(Dataset rows)
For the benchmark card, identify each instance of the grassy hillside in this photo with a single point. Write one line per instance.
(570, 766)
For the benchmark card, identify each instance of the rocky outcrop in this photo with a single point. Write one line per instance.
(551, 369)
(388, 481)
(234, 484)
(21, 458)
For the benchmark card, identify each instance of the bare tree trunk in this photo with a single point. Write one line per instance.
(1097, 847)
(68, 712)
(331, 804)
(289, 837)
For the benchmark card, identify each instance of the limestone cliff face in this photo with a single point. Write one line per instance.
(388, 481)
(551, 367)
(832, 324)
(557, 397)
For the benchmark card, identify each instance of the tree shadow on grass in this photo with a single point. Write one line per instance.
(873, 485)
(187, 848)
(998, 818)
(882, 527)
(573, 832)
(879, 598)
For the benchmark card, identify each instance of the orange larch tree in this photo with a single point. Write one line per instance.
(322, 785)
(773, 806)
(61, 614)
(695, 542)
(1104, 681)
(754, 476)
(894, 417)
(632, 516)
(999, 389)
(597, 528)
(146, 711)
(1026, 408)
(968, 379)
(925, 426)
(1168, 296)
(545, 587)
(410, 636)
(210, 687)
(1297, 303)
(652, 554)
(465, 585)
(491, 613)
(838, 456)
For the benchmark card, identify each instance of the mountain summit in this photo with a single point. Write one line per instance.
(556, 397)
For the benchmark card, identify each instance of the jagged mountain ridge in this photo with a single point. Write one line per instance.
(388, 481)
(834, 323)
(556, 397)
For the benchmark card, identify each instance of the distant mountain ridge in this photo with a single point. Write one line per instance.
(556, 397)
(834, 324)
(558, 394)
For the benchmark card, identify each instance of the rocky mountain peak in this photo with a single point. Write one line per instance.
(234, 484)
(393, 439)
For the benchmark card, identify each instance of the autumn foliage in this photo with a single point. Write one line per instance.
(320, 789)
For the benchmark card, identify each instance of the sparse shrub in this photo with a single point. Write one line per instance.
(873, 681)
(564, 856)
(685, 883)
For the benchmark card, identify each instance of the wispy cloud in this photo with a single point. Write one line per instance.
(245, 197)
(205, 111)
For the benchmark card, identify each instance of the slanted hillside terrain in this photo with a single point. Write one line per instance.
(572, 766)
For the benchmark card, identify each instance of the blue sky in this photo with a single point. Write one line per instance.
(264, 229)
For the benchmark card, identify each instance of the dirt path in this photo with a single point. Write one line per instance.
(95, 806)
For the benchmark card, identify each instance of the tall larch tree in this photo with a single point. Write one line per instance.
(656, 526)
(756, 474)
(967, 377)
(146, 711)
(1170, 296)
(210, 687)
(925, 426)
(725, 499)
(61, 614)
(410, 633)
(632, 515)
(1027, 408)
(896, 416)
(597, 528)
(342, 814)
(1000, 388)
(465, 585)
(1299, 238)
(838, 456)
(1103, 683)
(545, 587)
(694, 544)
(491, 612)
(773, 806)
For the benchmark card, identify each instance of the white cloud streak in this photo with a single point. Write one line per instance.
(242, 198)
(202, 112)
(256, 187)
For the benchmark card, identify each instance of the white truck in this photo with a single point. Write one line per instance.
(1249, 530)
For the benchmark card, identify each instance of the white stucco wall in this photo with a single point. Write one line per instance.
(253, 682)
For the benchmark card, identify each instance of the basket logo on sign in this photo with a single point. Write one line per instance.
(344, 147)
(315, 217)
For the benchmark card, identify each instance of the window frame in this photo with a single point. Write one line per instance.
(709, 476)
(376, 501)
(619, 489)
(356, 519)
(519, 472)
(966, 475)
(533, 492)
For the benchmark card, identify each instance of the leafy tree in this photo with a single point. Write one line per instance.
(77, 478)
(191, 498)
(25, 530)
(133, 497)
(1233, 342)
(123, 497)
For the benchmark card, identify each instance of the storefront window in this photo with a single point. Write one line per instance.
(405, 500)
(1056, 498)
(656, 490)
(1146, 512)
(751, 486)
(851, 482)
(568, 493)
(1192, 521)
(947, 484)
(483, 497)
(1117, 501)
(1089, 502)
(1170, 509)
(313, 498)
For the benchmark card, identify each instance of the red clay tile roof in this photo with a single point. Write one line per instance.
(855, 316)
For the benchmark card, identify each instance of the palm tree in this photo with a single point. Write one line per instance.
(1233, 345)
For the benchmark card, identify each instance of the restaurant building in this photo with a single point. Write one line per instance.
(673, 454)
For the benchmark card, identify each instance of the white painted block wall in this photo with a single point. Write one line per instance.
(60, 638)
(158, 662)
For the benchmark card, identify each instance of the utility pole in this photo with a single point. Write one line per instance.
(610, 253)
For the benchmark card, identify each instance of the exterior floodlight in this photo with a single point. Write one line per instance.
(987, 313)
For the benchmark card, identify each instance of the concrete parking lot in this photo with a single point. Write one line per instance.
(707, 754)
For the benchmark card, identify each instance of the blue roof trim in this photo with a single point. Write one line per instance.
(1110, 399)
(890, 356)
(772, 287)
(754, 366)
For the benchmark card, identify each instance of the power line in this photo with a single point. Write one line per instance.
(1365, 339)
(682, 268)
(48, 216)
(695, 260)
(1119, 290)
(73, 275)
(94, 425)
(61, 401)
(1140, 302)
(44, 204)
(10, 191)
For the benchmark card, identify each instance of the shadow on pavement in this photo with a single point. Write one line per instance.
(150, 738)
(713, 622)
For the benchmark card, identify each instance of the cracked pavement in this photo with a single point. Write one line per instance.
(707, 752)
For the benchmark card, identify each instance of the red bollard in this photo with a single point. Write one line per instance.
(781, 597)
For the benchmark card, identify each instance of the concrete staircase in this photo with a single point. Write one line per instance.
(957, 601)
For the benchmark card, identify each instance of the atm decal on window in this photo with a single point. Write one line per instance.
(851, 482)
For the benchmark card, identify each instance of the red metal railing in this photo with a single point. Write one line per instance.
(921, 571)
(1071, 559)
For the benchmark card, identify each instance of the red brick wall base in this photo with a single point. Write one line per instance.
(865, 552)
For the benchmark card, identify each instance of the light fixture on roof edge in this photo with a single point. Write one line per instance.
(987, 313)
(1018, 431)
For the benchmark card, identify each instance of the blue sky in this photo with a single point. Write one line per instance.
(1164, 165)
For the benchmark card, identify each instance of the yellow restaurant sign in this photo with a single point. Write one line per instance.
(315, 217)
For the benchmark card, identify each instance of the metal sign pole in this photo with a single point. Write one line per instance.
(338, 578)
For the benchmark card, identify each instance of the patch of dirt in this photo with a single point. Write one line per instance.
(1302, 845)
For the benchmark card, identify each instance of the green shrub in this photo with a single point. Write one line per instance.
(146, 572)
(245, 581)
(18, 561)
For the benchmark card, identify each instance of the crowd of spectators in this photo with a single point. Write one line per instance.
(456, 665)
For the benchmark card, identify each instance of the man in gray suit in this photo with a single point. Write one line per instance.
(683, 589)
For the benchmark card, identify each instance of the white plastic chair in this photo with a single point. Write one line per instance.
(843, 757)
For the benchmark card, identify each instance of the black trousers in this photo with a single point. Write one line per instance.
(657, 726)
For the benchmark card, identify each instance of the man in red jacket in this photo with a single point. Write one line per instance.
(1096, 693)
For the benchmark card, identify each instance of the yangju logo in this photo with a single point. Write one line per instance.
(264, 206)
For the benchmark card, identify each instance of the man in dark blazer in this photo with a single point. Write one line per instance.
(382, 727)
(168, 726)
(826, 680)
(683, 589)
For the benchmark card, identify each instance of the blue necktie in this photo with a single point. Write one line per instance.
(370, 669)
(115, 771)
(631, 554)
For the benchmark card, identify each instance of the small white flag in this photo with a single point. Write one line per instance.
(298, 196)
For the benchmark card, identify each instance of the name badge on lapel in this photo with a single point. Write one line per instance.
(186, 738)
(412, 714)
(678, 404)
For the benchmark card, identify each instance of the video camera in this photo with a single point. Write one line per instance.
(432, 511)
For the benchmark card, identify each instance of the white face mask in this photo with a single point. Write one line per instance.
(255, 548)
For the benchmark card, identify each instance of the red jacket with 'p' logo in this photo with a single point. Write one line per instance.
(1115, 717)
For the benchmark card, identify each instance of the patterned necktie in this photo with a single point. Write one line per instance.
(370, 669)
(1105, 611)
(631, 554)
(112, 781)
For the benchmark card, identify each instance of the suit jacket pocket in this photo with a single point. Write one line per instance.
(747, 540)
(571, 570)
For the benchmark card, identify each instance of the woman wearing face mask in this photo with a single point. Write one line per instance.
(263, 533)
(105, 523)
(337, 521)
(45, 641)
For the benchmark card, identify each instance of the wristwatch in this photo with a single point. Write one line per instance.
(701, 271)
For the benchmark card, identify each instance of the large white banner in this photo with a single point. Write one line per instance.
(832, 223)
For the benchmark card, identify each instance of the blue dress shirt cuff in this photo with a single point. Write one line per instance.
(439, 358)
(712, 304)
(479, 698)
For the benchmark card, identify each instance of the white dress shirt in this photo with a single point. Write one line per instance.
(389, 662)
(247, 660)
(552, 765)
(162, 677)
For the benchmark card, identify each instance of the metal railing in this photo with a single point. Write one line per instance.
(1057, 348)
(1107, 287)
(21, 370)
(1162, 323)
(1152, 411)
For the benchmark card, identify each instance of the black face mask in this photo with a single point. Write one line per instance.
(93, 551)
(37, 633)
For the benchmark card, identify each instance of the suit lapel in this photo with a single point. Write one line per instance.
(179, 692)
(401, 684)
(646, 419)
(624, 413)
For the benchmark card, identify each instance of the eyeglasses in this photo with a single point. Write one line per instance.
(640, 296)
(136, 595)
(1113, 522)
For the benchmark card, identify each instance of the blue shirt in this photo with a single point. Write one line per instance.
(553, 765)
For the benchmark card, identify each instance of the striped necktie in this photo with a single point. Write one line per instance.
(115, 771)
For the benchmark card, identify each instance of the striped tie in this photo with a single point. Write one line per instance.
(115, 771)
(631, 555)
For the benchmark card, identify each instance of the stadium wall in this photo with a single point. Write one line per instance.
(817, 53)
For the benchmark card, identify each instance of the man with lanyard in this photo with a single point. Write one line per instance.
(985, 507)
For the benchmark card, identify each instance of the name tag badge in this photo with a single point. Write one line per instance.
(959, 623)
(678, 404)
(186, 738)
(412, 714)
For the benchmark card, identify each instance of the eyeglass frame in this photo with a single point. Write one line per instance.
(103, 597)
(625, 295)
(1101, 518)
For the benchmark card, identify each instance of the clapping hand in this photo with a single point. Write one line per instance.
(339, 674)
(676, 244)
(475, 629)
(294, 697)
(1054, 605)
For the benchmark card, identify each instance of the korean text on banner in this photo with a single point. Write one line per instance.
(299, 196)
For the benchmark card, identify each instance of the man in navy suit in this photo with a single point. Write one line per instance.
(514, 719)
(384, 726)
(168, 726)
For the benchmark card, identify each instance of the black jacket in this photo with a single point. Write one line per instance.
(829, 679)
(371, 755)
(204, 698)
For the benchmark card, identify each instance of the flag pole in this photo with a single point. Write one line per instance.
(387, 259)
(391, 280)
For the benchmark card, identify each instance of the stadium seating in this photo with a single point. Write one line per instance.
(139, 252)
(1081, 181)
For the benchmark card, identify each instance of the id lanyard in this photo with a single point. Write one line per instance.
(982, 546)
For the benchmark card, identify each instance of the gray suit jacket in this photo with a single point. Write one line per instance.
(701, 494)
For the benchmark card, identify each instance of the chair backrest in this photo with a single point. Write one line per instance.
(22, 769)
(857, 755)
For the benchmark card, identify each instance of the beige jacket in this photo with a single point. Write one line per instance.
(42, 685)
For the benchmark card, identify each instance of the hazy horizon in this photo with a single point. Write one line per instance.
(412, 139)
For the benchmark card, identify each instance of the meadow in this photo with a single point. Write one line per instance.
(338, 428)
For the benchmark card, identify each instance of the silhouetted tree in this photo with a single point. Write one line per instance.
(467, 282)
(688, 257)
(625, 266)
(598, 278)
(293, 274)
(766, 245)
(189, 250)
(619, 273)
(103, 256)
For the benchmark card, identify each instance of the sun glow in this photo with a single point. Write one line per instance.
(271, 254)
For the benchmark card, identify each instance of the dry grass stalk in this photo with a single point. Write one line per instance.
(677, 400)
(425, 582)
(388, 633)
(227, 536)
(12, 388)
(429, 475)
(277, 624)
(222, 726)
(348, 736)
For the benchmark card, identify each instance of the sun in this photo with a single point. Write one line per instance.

(What the task requires) Only the lines from the one containing "For the benchmark card, identify each instance of the hazy" to the end of the records should be repeated, exactly as they appear.

(Finished exercise)
For the benchmark card, identify each instance of the hazy horizon in this photo with a single point. Write one line per instance.
(412, 139)
For the benchmark card, identify each instance of the meadow in this photo with a single point. Write one line per instance.
(338, 428)
For the benchmark card, identify each instance of the silhouetted tree in this photo with a single point. Write one line per instance.
(467, 282)
(688, 257)
(625, 266)
(598, 278)
(293, 274)
(766, 245)
(189, 250)
(619, 273)
(103, 256)
For the benchmark card, identify each instance of the sun glow in this photo with a single point. Write one line per instance.
(271, 254)
For the benchmark card, identify each instance of the dry grass stalk in this photo with a single point. Write one line per instance.
(677, 400)
(425, 582)
(388, 633)
(227, 536)
(12, 388)
(429, 475)
(277, 624)
(222, 726)
(348, 736)
For the benchmark card, identify each instance of the sun in this photo with a single point. Write one line per instance.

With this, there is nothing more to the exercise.